Just before DevFest last year, I spoke at our local GDG meetup about the perils of persistent high availability storage in Kubernetes. In the talk we summarised the usual approaches in GKE including zonal and regional persistent disks, and how they operate with stateful and stateless deployments.
The bold elevator pitch of the talk was that storage should be run as its own service, to be consumed by your deployments, rather than built as part of them using native components. The thing is, talks these days need to make a bold statement, even if you don’t believe in it 100% :-)
Storage services
There are a few different storage services available, but we quickly dismissed them:
Cloud Storage - perfect for object storage, but not particularly performant and will usually require application refactoring (devs take note: don’t always expect access to a POSIX filesystem!)
Cloud Filestore - an expensive but reliable and performant managed NFS solution. However, sadly it is still a zonal resource (please fix this Google!)
Roll-your-own in Compute - the last resort of a desperate sysadmin. Get lost for days in buggy Puppet modules trying to string a GlusterFS cluster together. Then just pray you never need to change it.
So is there a better solution?
Ceph
Ceph is an open-source project that provides massively scalable, software-defined storage systems on commodity hardware. It can provide object, block or file system storage, and automatically distributes and replicates data across multiple storage nodes to guarantee no single point of failure. It’s used by CERN to store petabytes of data generated by the Large Hadron Collider, so it’s probably good enough for us!
But what has this got to do with Kubernetes? Do we have to learn to build and configure yet another system?
Rook
Introducing Rook, an operator and orchestrator for Kubernetes that automates the provisioning, configuration, scaling, migration and disaster recovery of storage. Rook supports several backend providers and uses a consistent common framework across all of them. The Ceph provider for Rook is stable and production ready.
In a nutshell: Ceph is a massive resilient storage service, and Rook automates it for Kubernetes.
Now to the point of this post, let’s run Rook & Ceph on Kubernetes and see for ourselves how awesome it is! To follow along you’ll need a GCP project. We’ll create some billable resources for the duration of the tutorial, but you can delete them all as soon as we’re done. Make sure you have gcloud
set up locally (instructions here), which should include kubectl
, or to save time you can just use cloud shell.
Create a GKE Cluster
Let’s start by creating a regional GKE cluster with the gcloud
command. Note that we’ll run Ubuntu on our nodes, not COS, to give us a bit more flexibility. I’m creating my cluster in us-central1
but feel free to choose another region.

##############################

◆ **SET PROBLEM 1**:
From the Kubernetes storage post, extract the passage that begins with the words containing "Now to the point" and ends with "choose another region.", copying it word for word.

##############################

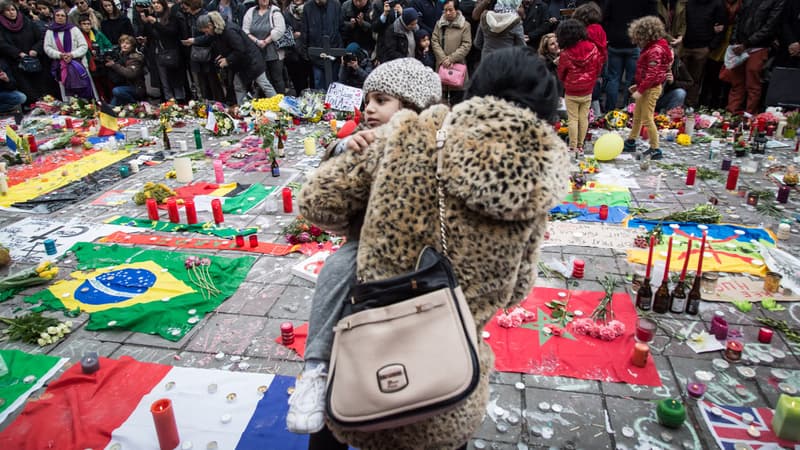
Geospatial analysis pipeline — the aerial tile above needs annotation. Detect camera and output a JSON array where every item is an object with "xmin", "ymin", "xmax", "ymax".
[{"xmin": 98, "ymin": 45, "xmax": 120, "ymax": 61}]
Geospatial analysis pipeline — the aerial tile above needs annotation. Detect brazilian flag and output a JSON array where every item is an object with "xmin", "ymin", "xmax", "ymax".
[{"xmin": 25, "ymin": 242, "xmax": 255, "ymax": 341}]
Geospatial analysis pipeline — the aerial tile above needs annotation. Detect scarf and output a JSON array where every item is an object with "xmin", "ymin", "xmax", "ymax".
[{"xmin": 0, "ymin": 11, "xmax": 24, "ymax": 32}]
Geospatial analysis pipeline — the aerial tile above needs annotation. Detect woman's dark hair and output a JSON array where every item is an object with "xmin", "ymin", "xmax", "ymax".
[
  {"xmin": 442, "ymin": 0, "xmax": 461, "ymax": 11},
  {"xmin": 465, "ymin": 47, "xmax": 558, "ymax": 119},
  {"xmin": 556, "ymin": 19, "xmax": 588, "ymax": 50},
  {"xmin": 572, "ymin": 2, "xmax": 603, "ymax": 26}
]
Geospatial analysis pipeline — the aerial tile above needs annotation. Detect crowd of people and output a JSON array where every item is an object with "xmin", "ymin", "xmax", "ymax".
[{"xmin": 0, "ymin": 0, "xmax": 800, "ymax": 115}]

##############################

◆ **SET PROBLEM 2**:
Reproduce the entries from the line containing "annotation. Detect scarf" through the end of the entries, replacing "aerial tile" with "satellite image" and leaving everything else unchanged.

◆ **SOLUTION 1**:
Now to the point of this post, let’s run Rook & Ceph on Kubernetes and see for ourselves how awesome it is! To follow along you’ll need a GCP project. We’ll create some billable resources for the duration of the tutorial, but you can delete them all as soon as we’re done. Make sure you have gcloud
set up locally (instructions here), which should include kubectl
, or to save time you can just use cloud shell.
Create a GKE Cluster
Let’s start by creating a regional GKE cluster with the gcloud
command. Note that we’ll run Ubuntu on our nodes, not COS, to give us a bit more flexibility. I’m creating my cluster in us-central1
but feel free to choose another region.

◆ **SOLUTION 2**:
Geospatial analysis pipeline — the satellite image above needs annotation. Detect scarf and output a JSON array where every item is an object with "xmin", "ymin", "xmax", "ymax".
[{"xmin": 0, "ymin": 11, "xmax": 24, "ymax": 32}]
Geospatial analysis pipeline — the satellite image above needs annotation. Detect woman's dark hair and output a JSON array where every item is an object with "xmin", "ymin", "xmax", "ymax".
[
  {"xmin": 442, "ymin": 0, "xmax": 461, "ymax": 11},
  {"xmin": 465, "ymin": 47, "xmax": 558, "ymax": 119},
  {"xmin": 556, "ymin": 19, "xmax": 588, "ymax": 50},
  {"xmin": 572, "ymin": 2, "xmax": 603, "ymax": 26}
]
Geospatial analysis pipeline — the satellite image above needs annotation. Detect crowd of people and output a JSON array where every item is an object with "xmin", "ymin", "xmax", "ymax".
[{"xmin": 0, "ymin": 0, "xmax": 800, "ymax": 115}]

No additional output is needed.